Records from a dataset:
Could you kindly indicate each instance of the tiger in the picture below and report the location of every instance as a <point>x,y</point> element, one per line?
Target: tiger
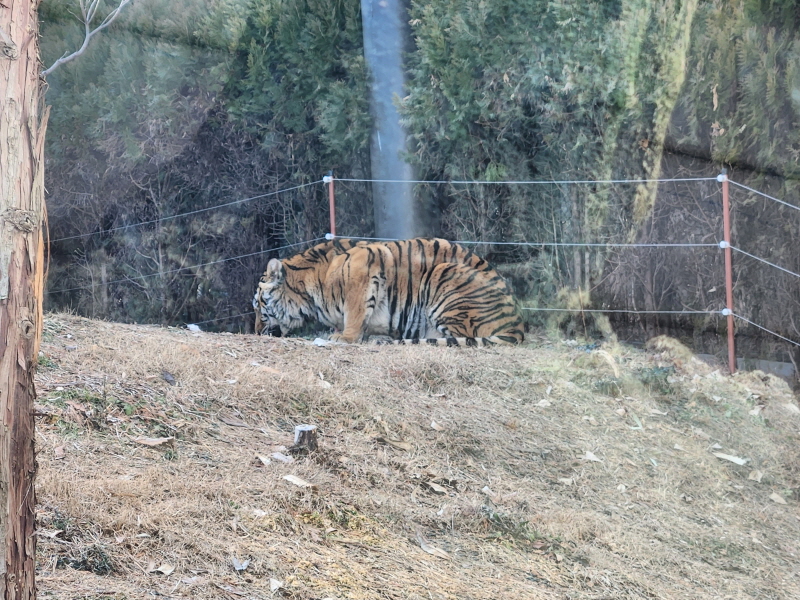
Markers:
<point>412,291</point>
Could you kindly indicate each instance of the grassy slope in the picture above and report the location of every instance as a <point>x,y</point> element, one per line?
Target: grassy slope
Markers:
<point>518,505</point>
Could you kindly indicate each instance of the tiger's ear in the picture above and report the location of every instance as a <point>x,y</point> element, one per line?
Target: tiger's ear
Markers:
<point>274,272</point>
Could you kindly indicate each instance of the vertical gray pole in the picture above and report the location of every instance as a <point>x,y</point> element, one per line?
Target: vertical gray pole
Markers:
<point>386,39</point>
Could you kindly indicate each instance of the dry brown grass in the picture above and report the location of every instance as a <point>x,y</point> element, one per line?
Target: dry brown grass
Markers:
<point>518,505</point>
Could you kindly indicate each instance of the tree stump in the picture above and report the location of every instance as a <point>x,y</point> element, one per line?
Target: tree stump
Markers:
<point>305,439</point>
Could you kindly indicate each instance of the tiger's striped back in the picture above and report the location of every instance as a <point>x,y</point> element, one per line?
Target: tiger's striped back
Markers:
<point>412,289</point>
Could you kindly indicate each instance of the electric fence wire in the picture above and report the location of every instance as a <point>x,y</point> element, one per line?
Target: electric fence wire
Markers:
<point>213,262</point>
<point>766,262</point>
<point>250,314</point>
<point>767,330</point>
<point>741,185</point>
<point>540,244</point>
<point>612,310</point>
<point>186,214</point>
<point>537,182</point>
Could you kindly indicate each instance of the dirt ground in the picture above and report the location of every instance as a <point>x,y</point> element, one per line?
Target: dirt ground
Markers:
<point>551,470</point>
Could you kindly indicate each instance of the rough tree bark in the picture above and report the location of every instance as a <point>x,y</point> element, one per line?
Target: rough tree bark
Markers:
<point>21,281</point>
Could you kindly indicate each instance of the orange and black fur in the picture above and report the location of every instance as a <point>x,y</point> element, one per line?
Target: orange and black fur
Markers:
<point>415,290</point>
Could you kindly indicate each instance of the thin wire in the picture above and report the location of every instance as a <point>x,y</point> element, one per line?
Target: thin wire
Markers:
<point>221,318</point>
<point>765,195</point>
<point>766,262</point>
<point>638,312</point>
<point>767,330</point>
<point>213,262</point>
<point>582,181</point>
<point>538,244</point>
<point>192,212</point>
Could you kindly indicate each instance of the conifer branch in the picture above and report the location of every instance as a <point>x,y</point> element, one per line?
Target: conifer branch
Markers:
<point>88,13</point>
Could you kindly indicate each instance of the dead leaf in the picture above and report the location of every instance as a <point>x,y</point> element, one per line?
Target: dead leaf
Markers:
<point>51,533</point>
<point>733,459</point>
<point>231,420</point>
<point>430,549</point>
<point>299,482</point>
<point>240,565</point>
<point>399,444</point>
<point>230,589</point>
<point>154,441</point>
<point>590,456</point>
<point>282,457</point>
<point>436,488</point>
<point>777,498</point>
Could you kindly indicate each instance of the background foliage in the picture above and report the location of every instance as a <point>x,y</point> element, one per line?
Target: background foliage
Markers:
<point>187,104</point>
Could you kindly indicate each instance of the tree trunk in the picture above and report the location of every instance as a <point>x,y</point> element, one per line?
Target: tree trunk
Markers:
<point>21,283</point>
<point>386,38</point>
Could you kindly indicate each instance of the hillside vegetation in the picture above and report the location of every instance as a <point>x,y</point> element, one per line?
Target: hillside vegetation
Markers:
<point>552,470</point>
<point>188,104</point>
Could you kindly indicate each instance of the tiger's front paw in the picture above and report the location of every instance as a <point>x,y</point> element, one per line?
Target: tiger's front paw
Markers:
<point>340,337</point>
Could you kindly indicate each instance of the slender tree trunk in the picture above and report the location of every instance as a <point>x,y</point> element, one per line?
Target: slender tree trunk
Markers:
<point>386,38</point>
<point>21,282</point>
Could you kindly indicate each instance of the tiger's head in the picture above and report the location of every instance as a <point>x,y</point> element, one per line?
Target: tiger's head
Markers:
<point>278,307</point>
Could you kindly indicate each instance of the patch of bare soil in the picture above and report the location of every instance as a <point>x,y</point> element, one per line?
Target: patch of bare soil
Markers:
<point>551,470</point>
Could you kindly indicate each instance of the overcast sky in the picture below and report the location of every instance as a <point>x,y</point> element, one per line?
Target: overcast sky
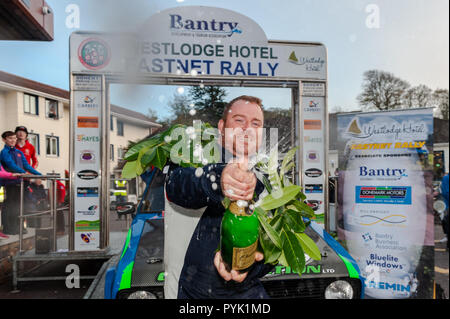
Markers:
<point>411,42</point>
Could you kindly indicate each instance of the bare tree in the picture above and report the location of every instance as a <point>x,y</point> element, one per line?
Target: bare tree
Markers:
<point>418,96</point>
<point>440,98</point>
<point>382,91</point>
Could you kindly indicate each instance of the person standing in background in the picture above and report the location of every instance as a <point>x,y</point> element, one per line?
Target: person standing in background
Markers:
<point>25,146</point>
<point>6,178</point>
<point>13,160</point>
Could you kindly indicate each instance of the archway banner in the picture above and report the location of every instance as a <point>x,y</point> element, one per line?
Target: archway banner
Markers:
<point>197,41</point>
<point>385,215</point>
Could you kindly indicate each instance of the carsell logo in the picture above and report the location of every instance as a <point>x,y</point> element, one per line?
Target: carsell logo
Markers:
<point>385,173</point>
<point>94,54</point>
<point>400,195</point>
<point>227,28</point>
<point>88,102</point>
<point>87,138</point>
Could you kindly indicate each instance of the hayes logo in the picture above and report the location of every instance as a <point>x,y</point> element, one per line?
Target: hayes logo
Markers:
<point>86,138</point>
<point>385,173</point>
<point>313,106</point>
<point>178,23</point>
<point>94,54</point>
<point>88,121</point>
<point>87,174</point>
<point>87,157</point>
<point>313,172</point>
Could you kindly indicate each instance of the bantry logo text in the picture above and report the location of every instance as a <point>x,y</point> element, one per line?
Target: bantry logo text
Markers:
<point>227,28</point>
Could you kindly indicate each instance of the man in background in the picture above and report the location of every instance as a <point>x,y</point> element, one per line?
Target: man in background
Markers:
<point>14,161</point>
<point>25,146</point>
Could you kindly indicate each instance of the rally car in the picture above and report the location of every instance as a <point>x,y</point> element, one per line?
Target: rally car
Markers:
<point>139,272</point>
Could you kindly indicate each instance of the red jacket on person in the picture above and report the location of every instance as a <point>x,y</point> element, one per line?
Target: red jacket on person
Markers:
<point>30,153</point>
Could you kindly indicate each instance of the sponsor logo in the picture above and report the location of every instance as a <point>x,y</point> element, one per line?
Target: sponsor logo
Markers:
<point>393,286</point>
<point>312,124</point>
<point>87,192</point>
<point>87,138</point>
<point>310,63</point>
<point>314,204</point>
<point>310,139</point>
<point>393,173</point>
<point>87,174</point>
<point>88,102</point>
<point>383,195</point>
<point>313,106</point>
<point>88,121</point>
<point>87,157</point>
<point>91,211</point>
<point>87,225</point>
<point>227,28</point>
<point>94,54</point>
<point>313,172</point>
<point>313,188</point>
<point>312,157</point>
<point>414,130</point>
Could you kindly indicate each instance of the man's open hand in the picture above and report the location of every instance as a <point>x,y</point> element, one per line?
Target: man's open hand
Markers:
<point>233,275</point>
<point>237,182</point>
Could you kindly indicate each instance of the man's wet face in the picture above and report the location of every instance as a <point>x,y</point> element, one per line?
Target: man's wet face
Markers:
<point>21,135</point>
<point>10,140</point>
<point>242,130</point>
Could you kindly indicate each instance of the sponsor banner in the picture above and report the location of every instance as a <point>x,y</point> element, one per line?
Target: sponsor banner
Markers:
<point>198,41</point>
<point>400,195</point>
<point>87,101</point>
<point>87,121</point>
<point>385,182</point>
<point>87,192</point>
<point>313,112</point>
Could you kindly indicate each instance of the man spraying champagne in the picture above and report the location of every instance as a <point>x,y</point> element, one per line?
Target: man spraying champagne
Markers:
<point>204,273</point>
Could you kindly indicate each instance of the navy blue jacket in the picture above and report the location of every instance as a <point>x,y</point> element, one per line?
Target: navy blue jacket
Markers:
<point>199,278</point>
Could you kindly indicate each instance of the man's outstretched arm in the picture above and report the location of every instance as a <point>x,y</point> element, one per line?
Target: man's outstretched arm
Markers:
<point>193,187</point>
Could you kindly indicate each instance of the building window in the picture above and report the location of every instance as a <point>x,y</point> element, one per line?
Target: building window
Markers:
<point>119,128</point>
<point>120,153</point>
<point>30,104</point>
<point>51,109</point>
<point>52,145</point>
<point>34,140</point>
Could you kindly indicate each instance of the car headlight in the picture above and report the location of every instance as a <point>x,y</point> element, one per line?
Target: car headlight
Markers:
<point>439,206</point>
<point>339,289</point>
<point>141,294</point>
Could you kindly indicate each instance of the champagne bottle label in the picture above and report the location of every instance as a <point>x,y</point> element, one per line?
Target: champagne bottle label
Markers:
<point>244,257</point>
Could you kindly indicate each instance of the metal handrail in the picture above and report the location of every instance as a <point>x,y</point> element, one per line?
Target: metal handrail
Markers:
<point>53,205</point>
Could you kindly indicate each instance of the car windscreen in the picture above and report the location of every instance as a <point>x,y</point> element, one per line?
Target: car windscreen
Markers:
<point>153,202</point>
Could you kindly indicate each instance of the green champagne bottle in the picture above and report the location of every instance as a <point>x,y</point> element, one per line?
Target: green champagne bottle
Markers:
<point>239,237</point>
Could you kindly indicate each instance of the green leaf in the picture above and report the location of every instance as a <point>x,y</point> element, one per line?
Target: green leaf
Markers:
<point>273,235</point>
<point>160,158</point>
<point>287,164</point>
<point>293,251</point>
<point>294,220</point>
<point>147,157</point>
<point>309,246</point>
<point>302,208</point>
<point>129,170</point>
<point>271,252</point>
<point>133,152</point>
<point>288,193</point>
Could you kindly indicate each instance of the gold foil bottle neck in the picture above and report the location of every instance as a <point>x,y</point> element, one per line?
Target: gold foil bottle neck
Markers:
<point>237,210</point>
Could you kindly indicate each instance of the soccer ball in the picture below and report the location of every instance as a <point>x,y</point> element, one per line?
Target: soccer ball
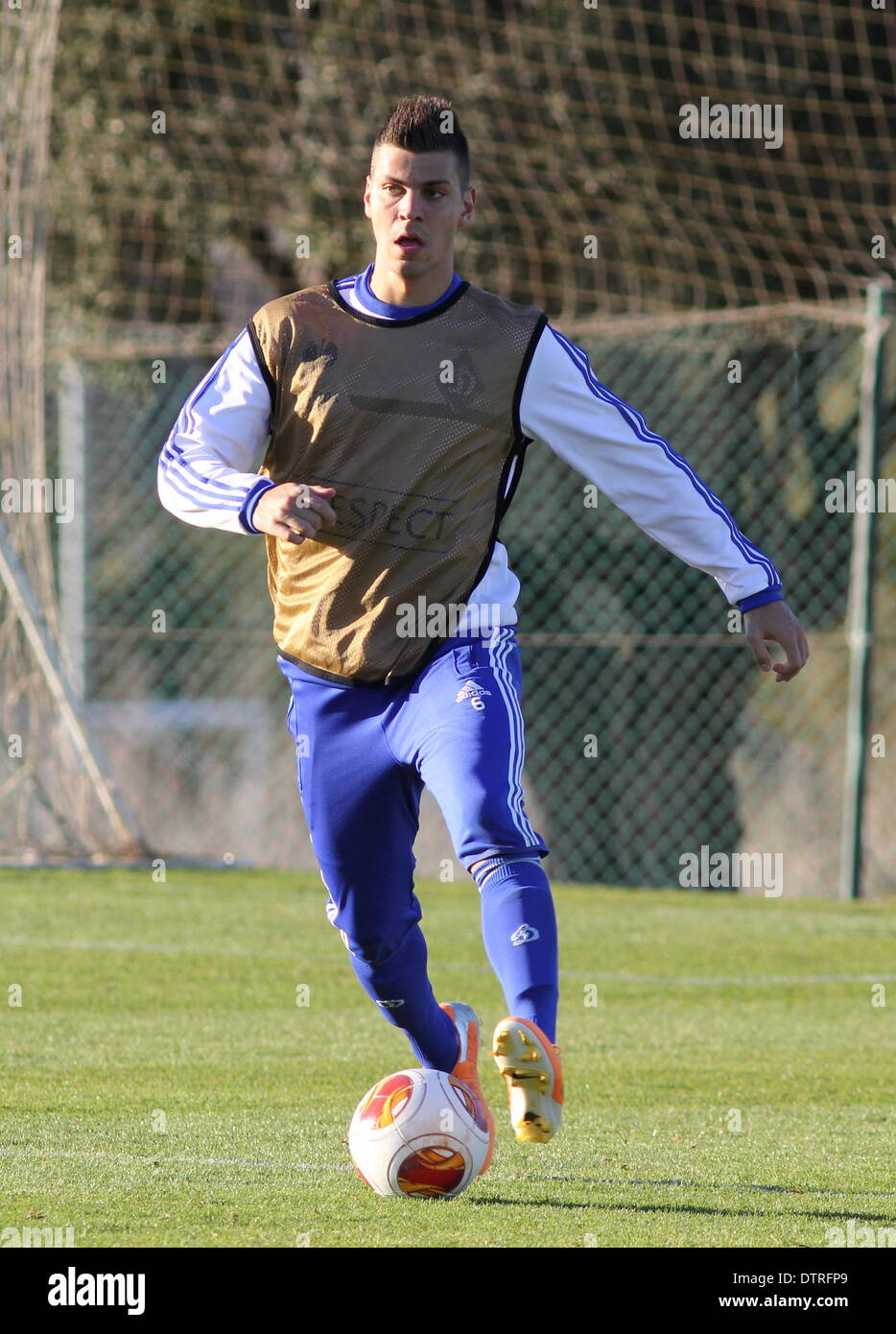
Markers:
<point>419,1132</point>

Task: Check each line of the entries above, and show every one holding the word "ball".

The answer:
Could you kindly indicate each instance of the soccer ball in the picture below and report the location of every instance as a <point>x,y</point> element, one per line?
Target: soccer ball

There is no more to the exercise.